_What the exercise asks_. What you print should match the entries exactly, only without the pictures.

Collection entries
──────

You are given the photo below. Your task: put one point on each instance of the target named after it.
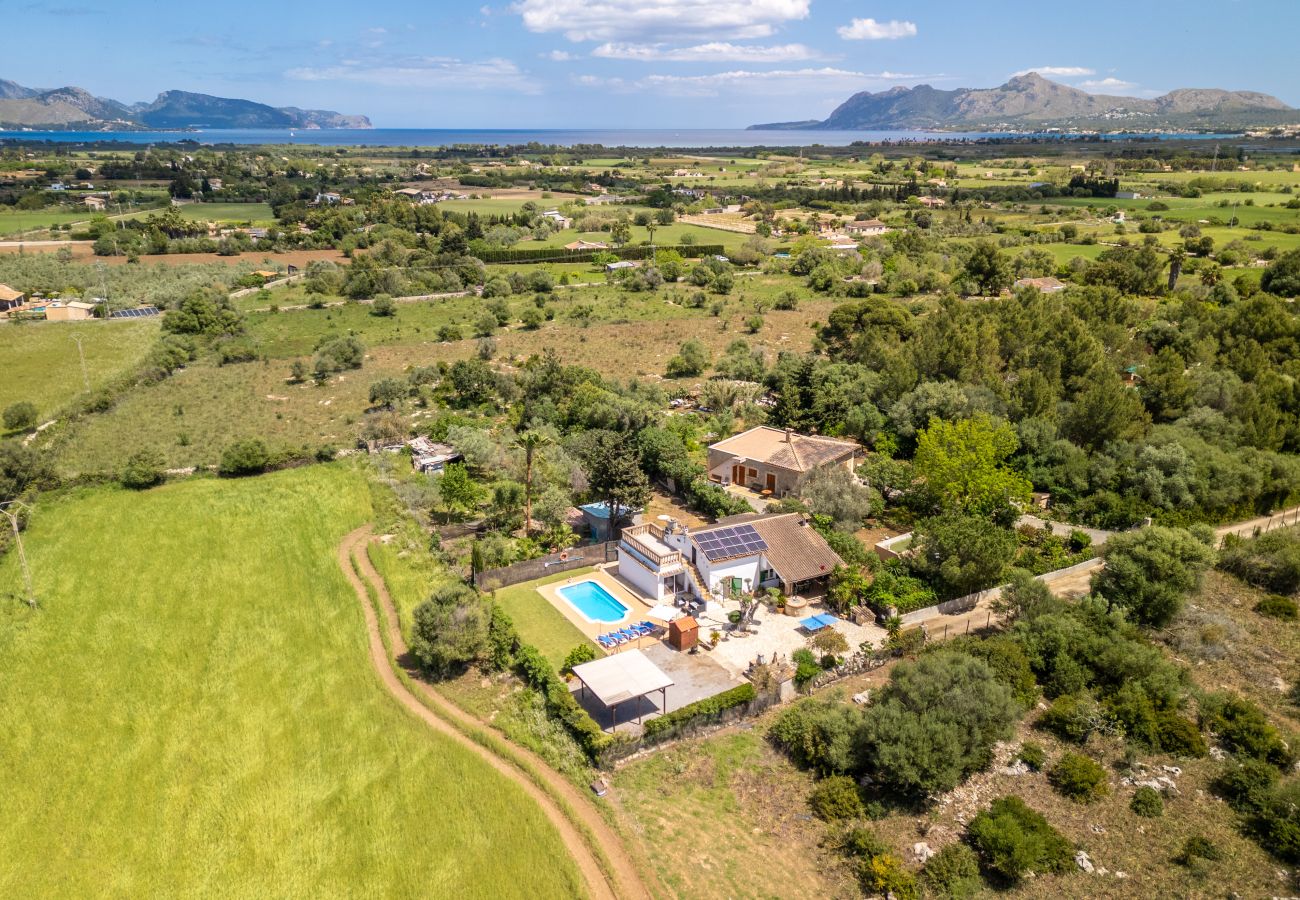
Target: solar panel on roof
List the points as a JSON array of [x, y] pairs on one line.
[[135, 314], [731, 541]]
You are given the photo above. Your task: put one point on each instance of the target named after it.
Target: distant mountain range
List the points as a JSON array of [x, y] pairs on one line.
[[74, 108], [1032, 102]]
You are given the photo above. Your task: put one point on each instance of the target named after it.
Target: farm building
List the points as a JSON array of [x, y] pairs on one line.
[[869, 228], [772, 461], [737, 555], [70, 311], [1048, 285], [11, 298]]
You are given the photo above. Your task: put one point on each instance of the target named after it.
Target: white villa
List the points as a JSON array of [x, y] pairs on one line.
[[737, 555]]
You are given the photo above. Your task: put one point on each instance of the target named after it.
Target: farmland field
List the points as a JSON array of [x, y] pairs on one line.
[[229, 212], [39, 360], [193, 713]]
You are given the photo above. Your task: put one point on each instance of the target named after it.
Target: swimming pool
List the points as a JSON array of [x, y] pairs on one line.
[[594, 602]]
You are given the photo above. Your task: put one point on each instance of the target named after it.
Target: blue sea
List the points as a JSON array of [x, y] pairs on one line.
[[698, 138]]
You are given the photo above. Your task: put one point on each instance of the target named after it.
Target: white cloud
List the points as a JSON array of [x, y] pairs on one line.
[[869, 29], [796, 82], [1104, 85], [1058, 70], [715, 51], [424, 72], [637, 20]]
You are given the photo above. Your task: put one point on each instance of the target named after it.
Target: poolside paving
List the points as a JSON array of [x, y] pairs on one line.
[[606, 578]]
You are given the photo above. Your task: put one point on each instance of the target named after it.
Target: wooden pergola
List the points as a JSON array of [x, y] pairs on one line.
[[616, 679]]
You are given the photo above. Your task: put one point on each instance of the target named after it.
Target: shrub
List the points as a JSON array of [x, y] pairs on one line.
[[1278, 823], [936, 722], [1151, 571], [1278, 608], [20, 416], [1270, 561], [885, 875], [1147, 803], [1009, 665], [806, 666], [576, 657], [836, 797], [248, 457], [818, 734], [1247, 786], [1032, 756], [1179, 736], [533, 317], [1242, 727], [953, 873], [1079, 778], [1074, 717], [143, 470], [450, 628], [863, 843], [1012, 839], [719, 702], [1196, 848]]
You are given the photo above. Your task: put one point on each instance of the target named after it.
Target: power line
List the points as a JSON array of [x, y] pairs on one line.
[[17, 537]]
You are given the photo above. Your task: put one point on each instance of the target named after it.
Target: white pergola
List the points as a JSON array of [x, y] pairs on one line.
[[620, 678]]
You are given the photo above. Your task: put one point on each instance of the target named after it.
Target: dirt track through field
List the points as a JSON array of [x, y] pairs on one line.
[[623, 879]]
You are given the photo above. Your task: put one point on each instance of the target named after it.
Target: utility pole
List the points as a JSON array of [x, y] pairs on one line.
[[17, 536], [81, 353], [103, 289]]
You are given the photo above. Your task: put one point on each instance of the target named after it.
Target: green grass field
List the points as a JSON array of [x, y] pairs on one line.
[[258, 213], [540, 623], [39, 359], [13, 223], [193, 713]]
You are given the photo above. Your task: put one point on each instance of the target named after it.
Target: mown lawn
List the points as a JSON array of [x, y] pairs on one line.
[[540, 623], [193, 713], [39, 359]]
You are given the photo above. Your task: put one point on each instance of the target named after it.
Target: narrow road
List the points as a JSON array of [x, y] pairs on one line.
[[623, 879], [1286, 518]]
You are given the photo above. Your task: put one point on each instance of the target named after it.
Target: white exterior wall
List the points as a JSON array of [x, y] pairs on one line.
[[638, 576], [741, 567]]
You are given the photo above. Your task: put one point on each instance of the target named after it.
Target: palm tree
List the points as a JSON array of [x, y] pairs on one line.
[[529, 442]]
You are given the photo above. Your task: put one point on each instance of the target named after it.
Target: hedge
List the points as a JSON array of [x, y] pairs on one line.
[[541, 675], [560, 255], [720, 702]]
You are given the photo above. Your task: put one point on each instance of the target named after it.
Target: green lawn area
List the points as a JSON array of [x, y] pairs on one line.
[[540, 623], [229, 212], [39, 359], [191, 712], [14, 221]]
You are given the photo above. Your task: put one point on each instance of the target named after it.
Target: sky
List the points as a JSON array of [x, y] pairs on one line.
[[537, 64]]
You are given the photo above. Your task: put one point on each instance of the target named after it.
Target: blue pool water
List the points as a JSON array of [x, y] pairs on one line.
[[594, 602]]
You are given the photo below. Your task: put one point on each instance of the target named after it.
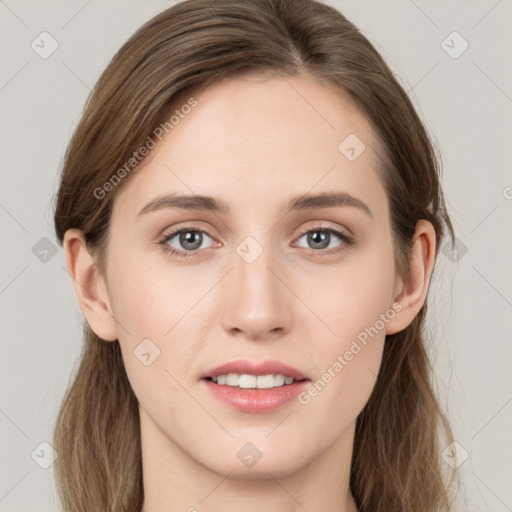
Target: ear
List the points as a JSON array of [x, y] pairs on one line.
[[90, 286], [411, 292]]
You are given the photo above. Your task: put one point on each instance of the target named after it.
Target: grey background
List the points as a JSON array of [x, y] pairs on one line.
[[466, 103]]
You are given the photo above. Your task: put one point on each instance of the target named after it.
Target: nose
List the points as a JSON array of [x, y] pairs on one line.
[[257, 302]]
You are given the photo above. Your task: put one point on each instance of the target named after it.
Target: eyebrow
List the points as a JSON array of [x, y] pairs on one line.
[[217, 205]]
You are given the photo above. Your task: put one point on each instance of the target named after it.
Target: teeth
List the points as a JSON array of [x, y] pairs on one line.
[[253, 381]]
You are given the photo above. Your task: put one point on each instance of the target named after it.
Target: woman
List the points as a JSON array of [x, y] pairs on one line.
[[251, 211]]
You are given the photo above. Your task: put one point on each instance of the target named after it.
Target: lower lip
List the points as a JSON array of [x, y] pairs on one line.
[[256, 400]]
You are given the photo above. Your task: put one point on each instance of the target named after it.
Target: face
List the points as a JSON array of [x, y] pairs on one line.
[[312, 288]]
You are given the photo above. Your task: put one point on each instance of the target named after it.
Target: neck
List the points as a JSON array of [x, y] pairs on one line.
[[173, 480]]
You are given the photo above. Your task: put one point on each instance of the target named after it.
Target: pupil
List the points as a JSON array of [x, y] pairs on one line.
[[189, 237], [319, 237]]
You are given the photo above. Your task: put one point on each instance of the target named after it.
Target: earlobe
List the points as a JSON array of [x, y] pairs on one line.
[[414, 287], [89, 285]]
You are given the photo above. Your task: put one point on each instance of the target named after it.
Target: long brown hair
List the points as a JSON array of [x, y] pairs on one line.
[[402, 430]]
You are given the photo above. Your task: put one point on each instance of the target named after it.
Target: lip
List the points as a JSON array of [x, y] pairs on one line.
[[255, 400], [241, 366]]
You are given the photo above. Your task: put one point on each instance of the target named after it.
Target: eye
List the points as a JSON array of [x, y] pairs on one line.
[[189, 239], [320, 239]]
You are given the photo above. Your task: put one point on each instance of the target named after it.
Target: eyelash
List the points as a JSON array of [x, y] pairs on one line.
[[346, 239]]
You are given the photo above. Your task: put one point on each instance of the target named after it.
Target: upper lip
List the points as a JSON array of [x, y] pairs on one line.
[[244, 366]]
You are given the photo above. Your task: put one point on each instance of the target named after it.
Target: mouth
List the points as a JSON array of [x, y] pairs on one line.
[[248, 381], [255, 387]]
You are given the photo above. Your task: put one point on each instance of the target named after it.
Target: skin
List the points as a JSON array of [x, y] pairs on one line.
[[254, 143]]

──────

_Task response_.
You are given the photo below. Your task: put one point on each instance of the target named after it.
Target: solar panel on roof
List the points as a JSON array of [x, y] pairs on one line.
[[135, 314], [731, 541]]
You are given the photo above. Your task: put one point on each instance of the target named after it.
Target: distant mountain range
List the points as a JSON array of [x, y] pairs on one line.
[[74, 108], [1032, 102]]
You are given the photo above. Your task: put one point on each instance of the target named after it.
Target: farm building
List the points as a JSON array of [x, y] pairs on one line.
[[869, 228], [772, 461], [737, 555], [70, 311], [1048, 285], [11, 298]]
You are given the photo above. Your task: put one point on each instance of the target named after it.
Target: white villa
List the points as a JSON array of [x, y] pairs on one line.
[[737, 555]]
You are given the photo above. Your task: put one point on each instance of the target named after it.
Target: farmland field
List the points as a JSON array of [x, y] pairs on one line.
[[229, 212], [39, 360], [193, 713]]
You are given the photo above. Your task: put one point on each instance of the target named after it.
Target: swimming pool
List the points as a JSON array of [x, y] pairs on one line.
[[594, 602]]
You are given the photo above. Your task: put one point on each instance of the target named after it.
Target: blue sea
List the points as a JSON array of [x, y] pairs on one line.
[[698, 138]]
You are given the photo above. Your task: put one point on each instance of the target named after it.
Target: white cloud
List the points as a JSON array of [x, y] pairs on one line.
[[869, 29], [796, 82], [1104, 85], [1058, 70], [715, 51], [424, 72], [637, 20]]
You are given the photo above. Your task: put one point on each instance of the target named after it.
Target: poolside paving
List the points as a JSON array of [x, y] pairs on one line.
[[606, 578]]
You are given the photo above. Your task: put one point on each instance of the target named after it.
Target: wooden pergola
List the points as a JSON array of [x, y] pairs on one line.
[[616, 679]]
You are given the photo above. Your task: put one point on each instance of the target named after it.
Target: shrub
List the points as a JSON array of [x, y] pairs on one line.
[[1278, 823], [936, 722], [1151, 571], [1278, 608], [20, 416], [1270, 561], [885, 875], [1147, 803], [1009, 665], [806, 666], [576, 657], [836, 797], [248, 457], [818, 734], [1247, 786], [1032, 756], [1179, 736], [533, 317], [1242, 727], [953, 873], [1079, 778], [1074, 717], [143, 470], [450, 628], [863, 843], [1012, 839], [719, 702], [1196, 848]]
You are given the photo above. Your task: put one point on each instance of the target named after it.
Target: power line
List the points as a JSON array of [x, y] pairs on one line.
[[17, 537]]
You are given the photo above. Your task: put one point on each instance of the target named after it.
Target: white pergola
List the points as a JSON array of [x, y] pairs on one line.
[[620, 678]]
You are given the photo above. Your task: put one point on each instance of the target named after it.
Target: dirt track through field
List the points as a JSON array of [x, y] pairs on one line.
[[623, 879]]
You are given the photo above. Your task: put one point on each instance of the target named after it.
Target: utility pole
List the points as a JSON array of [x, y] pairs on one line.
[[17, 536], [81, 353], [103, 289]]
You are given the photo above. Your task: put one point on each instance of the target named after it.
Target: green grass field
List the points as a JSON array of [x, y] pairs on one line.
[[258, 213], [540, 623], [39, 359], [13, 223], [193, 713]]
You are given the photo above. Your task: put one point on each instance of the target named after it.
Target: mown lawn
List the points as a JSON array of [x, y] pairs on one line.
[[540, 623], [193, 713], [39, 359]]
You are given the photo above. Your task: put one point on each instance of the target named after it.
Target: narrow road
List the points as a JSON array of [x, y] pairs on one line.
[[623, 879], [1286, 518]]
You are given the photo above. Your task: put one point on each instance of the target named after it.
Target: white exterior wall
List the points as a JSON array of [x, y] pairs on one line.
[[638, 576], [741, 567]]
You are given the photo above. Your task: put one point on each instance of the target named after it.
Target: palm tree
List the points as a JSON array of [x, y] pairs on one line.
[[529, 442]]
You are given the photo above. Your task: put one point on each instance of the target named after it.
Target: hedge
List the points as a JSON array of [x, y] pairs on one line.
[[541, 675], [560, 255], [720, 702]]
You are given the photo above. Your task: put one point on each instance of the target named after it.
Target: green lawn area
List the points as a JSON array of [x, y] pairs on one line.
[[540, 623], [229, 212], [39, 359], [191, 712], [14, 221]]
You are given the photo above. Your task: put one point on each instance of the target named after it.
Target: sky
List the points as a JSON array of [x, y] pairs on one line.
[[537, 64]]
You are given the photo above. Your task: put one point on each instance of the target named after it.
Target: blue pool water
List the points as a JSON array of [x, y] pairs on one line.
[[594, 602]]
You are given the photo below. Your task: put one point on each instance of the target named after it.
Target: ear
List the points as a JSON array of [x, y] pairs on one line.
[[90, 286], [411, 292]]
You are given the photo above. Your task: put one point on each instance of the target named after it.
Target: grey background
List the points as a JSON array of [x, y] pairs on one line.
[[466, 103]]
You are given the photo above. Your task: put one point on each instance of the target named after it.
Target: nose
List the points as a JSON array of [x, y] pairs on one line.
[[257, 302]]
You are given the photo above. Your task: put one point on each instance of the target named after it.
Target: eyebrow
List the points as a JSON array of [x, y] pairs on one line.
[[217, 205]]
You are given the photo above. Your task: put one point on each instance of the target named after it.
Target: teeth
List the points as a JSON array of [x, y] pairs on one line.
[[253, 381]]
You are given the photo above. Your task: put one point on each instance of the target named after it.
Target: woman
List the points as a JSON array of [x, y] pairs on one line.
[[251, 211]]
You are given the photo above. Your task: put one point on each instance of the target named after it.
Target: lower lip
List the points as a JSON array of [x, y] pairs on one line.
[[256, 400]]
You are given the photo above. Your task: put one point on each instance of the target named after it.
Target: face
List the points as a JSON array of [x, y] pairs on one line.
[[312, 288]]
You are given the photo above. Your task: put one point on each instance of the target named after it.
Target: neck
List the points as a JSON array of [x, y] pairs on one line.
[[173, 480]]
You are given the photo above. Your task: put one point on each instance of the target named after it.
Target: pupil
List the points as a JSON array of [x, y] pairs on one line.
[[189, 237], [319, 237]]
You are given the photo above. Your task: put one point on each instance of the target named after it.
Target: earlobe
List the points as a JSON array of [x, y] pairs on one line.
[[414, 287], [89, 285]]
You are given the photo above. Your task: put one point on each instance of the target named after it.
Target: long brown hair
List the points as a JSON array of [x, y] pairs on one line.
[[402, 430]]
You are given the photo above. Your task: put one point on each instance of the target named after it.
Target: lip
List the points as a JSON array of [x, y] pairs on one line.
[[255, 400], [241, 366]]
You are given the photo above. Your task: put one point on each instance of the target named after it.
Target: eye
List the points as a JSON array of [x, y] pairs on one line.
[[189, 239], [320, 239]]
You are given the photo above. Your task: put one point on each instance of the target named after it.
Target: eyelash
List the points as a JSON array of [x, y] pairs on one line.
[[346, 239]]
You are given the photo above. Your task: put one point on each instance of the target named after it.
Target: upper lip
List the points as a JSON array of [x, y] pairs on one line.
[[244, 366]]
You are given the photo above. Your task: put one point on each instance of the target named after it.
Target: mouth
List the points as a JSON array of [x, y] pairs on one line.
[[248, 381], [255, 387]]
You are given the photo above. Your task: put one point on each instance of the target named after it.
Target: skin
List the points as a JSON array of [x, y] pairs on one line.
[[254, 143]]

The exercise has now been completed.